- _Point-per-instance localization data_
- - - - - - -
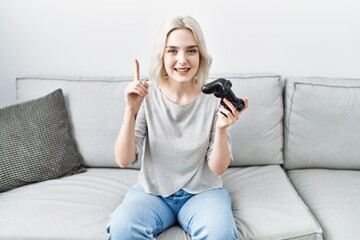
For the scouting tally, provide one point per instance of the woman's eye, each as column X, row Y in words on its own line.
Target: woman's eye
column 192, row 51
column 171, row 50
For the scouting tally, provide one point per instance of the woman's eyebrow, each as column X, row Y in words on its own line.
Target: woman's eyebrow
column 192, row 46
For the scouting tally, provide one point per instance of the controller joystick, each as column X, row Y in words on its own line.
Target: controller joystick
column 222, row 89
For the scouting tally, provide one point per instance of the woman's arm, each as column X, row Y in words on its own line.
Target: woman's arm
column 221, row 156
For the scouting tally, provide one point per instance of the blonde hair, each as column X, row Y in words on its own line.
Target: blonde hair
column 157, row 70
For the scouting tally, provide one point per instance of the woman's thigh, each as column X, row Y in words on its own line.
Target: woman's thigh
column 140, row 216
column 208, row 215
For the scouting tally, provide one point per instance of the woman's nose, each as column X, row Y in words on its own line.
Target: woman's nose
column 181, row 58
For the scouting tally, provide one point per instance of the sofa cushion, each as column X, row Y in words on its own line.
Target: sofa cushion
- - - - - - -
Every line that holds the word "cushion" should be copied from the records.

For the scouting tally, provide one point per instance of the sofa cushion, each as column X, row Y in words on its own line.
Target: sofa cushion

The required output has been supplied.